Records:
= = =

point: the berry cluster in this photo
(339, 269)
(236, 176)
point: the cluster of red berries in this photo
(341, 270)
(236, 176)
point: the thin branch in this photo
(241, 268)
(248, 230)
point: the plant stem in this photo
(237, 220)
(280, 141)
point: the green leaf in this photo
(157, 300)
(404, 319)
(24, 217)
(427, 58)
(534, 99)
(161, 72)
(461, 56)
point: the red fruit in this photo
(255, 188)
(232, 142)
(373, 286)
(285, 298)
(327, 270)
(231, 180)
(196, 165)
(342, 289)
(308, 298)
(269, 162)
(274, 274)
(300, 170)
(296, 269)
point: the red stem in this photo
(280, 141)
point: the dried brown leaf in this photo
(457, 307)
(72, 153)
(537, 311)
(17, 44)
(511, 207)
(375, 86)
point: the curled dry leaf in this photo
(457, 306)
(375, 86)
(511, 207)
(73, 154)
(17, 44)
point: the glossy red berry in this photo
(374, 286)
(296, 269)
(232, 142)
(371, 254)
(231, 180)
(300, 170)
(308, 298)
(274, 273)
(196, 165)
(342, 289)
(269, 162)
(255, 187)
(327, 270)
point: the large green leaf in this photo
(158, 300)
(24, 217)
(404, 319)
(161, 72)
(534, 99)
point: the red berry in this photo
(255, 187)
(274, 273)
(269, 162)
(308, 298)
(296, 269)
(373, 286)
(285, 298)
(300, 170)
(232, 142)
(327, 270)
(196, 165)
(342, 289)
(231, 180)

= = =

» INSTRUCTIONS FOR THE TASK: Rewrite the items above, changing each "leaf" to "leaflet" and leaving everything else unchanged.

» OUTPUT BELOW:
point: the berry cluster in this photo
(339, 269)
(236, 176)
point: the cluster of red berries in this photo
(341, 270)
(236, 176)
point: the thin branch in this photo
(241, 268)
(248, 230)
point: the plant stem in this photo
(237, 220)
(280, 141)
point: the green leaflet in this photo
(157, 300)
(404, 319)
(24, 217)
(427, 58)
(534, 99)
(161, 72)
(461, 56)
point: the red fruit in this photo
(255, 188)
(232, 142)
(373, 286)
(285, 298)
(327, 270)
(231, 180)
(196, 165)
(342, 289)
(308, 298)
(269, 162)
(274, 274)
(300, 170)
(296, 269)
point: the red stem in this photo
(280, 141)
point: the dried brown leaflet in this photo
(457, 307)
(72, 153)
(537, 311)
(17, 44)
(511, 207)
(375, 86)
point: the curled dry leaflet in this photo
(457, 306)
(375, 86)
(511, 207)
(73, 154)
(17, 44)
point: the glossy red berry in this photo
(374, 286)
(296, 269)
(232, 142)
(371, 254)
(231, 180)
(300, 170)
(308, 298)
(274, 273)
(196, 165)
(342, 289)
(269, 162)
(255, 187)
(327, 270)
point: the large green leaflet in this photo
(158, 300)
(24, 217)
(404, 319)
(161, 72)
(534, 99)
point: the red berry in this photo
(255, 187)
(274, 273)
(269, 162)
(308, 298)
(296, 269)
(373, 286)
(285, 298)
(300, 170)
(232, 142)
(327, 270)
(196, 165)
(342, 289)
(231, 180)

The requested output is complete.